> [GESELECTEERD FRAGMENT]
Maar dat alles is nog steeds niet de hoofdzaak. Het ergste is dat we niet in staat zijn om de achterliggende oorzaken van armoede en onrecht op te lossen. In september 2000 beloofden de wereldleiders om in vijftien jaar tijd de extreme armoede en honger in de wereld te halveren plus nog een aantal doelen op het gebied van onderwijs, gezondheid, gelijke kansen voor vrouwen en zorg voor het milieu. Doelstellingen waar geen zinnig mens het mee oneens kan zijn. Maar het is zeer de vraag of deze doelstellingen ook gerealiseerd gaan worden. Vooral landen in Sub-Sahara Afrika gaan onder de huidige omstandigheden deze zogenaamde Millenniumdoelen niet halen. En dat is niet verwonderlijk. Het zijn juist deze landen die het neoliberale model van ontwikkeling opgelegd krijgen waardoor zij gedwongen worden hun grenzen te openen voor de import van goedkope en zwaar gesubsidieerde producten uit onder andere Europa. Het gevolg is dat lokale boeren hun producten niet meer kunnen verkopen en ontwikkeling stagneert. De Millenniumdoelen veranderen zo in een fopspeen die de indruk wekken dat het armoedeprobleem met wat meer geld is op te lossen. Arme mensen weten beter. Het gaat hen niet om wat meer geld dat tijdelijk enige verlichting biedt. Het gaat hen om het feit dat zij buitengesloten worden. Geen toegang krijgen tot basisvoorzieningen, geen toegang hebben tot land, tot kredieten en markten. Geen bescherming genieten van de staat of van een rechtssysteem. Op al deze problemen heeft ook de ontwikkelingssector onvoldoende antwoord. We moeten vaststellen dat wij ons te veel geconformeerd hebben aan de dominante agenda van de Millenniumdoelen, de veiligheid in de wereld en de vaak onrealistische eisen van effectiviteit en efficiency. Zaken waardoor belangrijke voorwaarden in de strijd tegen armoede en onrecht zoals democratisering, participatie van mensen en mensenrechten te veel naar de achtergrond zijn verdwenen. Maatschappelijke organisaties in het Noorden en in het Zuiden worden in dit denkraam ofwel gezien als deel van de bedreiging wanneer zij bestaande machtsverhoudingen willen veranderen en politiek activisme bedrijven ofwel als onderaannemers van grote overheidsdonoren wanneer zij bereid zijn hun agenda af te stemmen op die van de overheid.

> [GEGEVENSREGELS]

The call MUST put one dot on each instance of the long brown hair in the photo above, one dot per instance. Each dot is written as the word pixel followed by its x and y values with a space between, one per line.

> [OPDRACHTEN]
A - Som op waartoe arme mensen volgens het fragment over armoede en de Millenniumdoelen geen toegang hebben.
B - Ga verder met het fragment over armoede en de Millenniumdoelen, aansluitend op de laatste zin.

> [ANTWOORDEN]
A - basisvoorzieningen, land, kredieten, markten

B -
Afschaffen dan maar?

Voor critici kan dit alles reden zijn om een pleidooi te houden voor het afschaffen van ontwikkelingshulp. Onder deze voorwaarden biedt hulp inderdaad geen structurele oplossing. Niets doen en de middelen voor OS in eigen land besteden is echter struisvogelpolitiek. De problemen van armoede, van conflicten, van onderontwikkeling zijn in onze wereld van globalisering niet langer te negeren. Het is duidelijk dat wij toe moeten naar een nieuwe ordening, een nieuw paradigma voor duurzame globalisering en  armoedebestrijding. In zijn eerste nieuwjaarstoespraak als president van de vrije republiek Tsjecho-Slowakije zei Václav Havel op 1 januari 1990 het volgende: “Laten wij onszelf en anderen leren dat politiek niet alleen de kunst van het mogelijke moet zijn, vooral niet als daarmee de kunst van het speculeren, calculeren, van intriges, geheime verdragen en pragmatisch manoeuvreren wordt bedoeld, maar dat ze ook de kunst van het onmogelijke kan zijn, dat wil zeggen de kunst om zichzelf en de wereld te verbeteren”.

Een nieuw paradigma voor duurzame globalisering en armoedebestrijding zal zo’n spanning van het mogelijke en het onmogelijke in zich moeten dragen om visie en inspiratie te geven en tegelijkertijd met beide benen op de grond te blijven staan. Aan de basis van zo’n nieuw paradigma van een door waarden gedreven globalisering liggen een aantal essentiële uitgangspunten waarmee ook ICCO de komende jaren haar werk wil veranderen en inhoud geven:

Uitgaan van complexiteit – Er zijn geen simpele en kant en klare oplossingen voor een zo complex probleem als armoede. De agenda van armoedebestrijding is onlosmakelijk verbonden met een grotere agenda om het voedselvraagstuk op te lossen, om duurzaam met energie om te gaan, om conflicten op te lossen en veiligheid te creëren voor iedereen, om handel duurzaam te maken voor mens en milieu. Hulp kan in bepaalde situaties en onder bepaalde omstandigheden zinvol en nuttig zijn maar is geen panacee voor armoedebestrijding. Bescheidenheid over onze rol en eerlijkheid over de resultaten van de hulp is essentieel. Niet alleen de successen, maar ook de mislukkingen laten zien. Alleen zo kunnen wij het vertrouwen van mensen in het nut van de hulp weer herwinnen.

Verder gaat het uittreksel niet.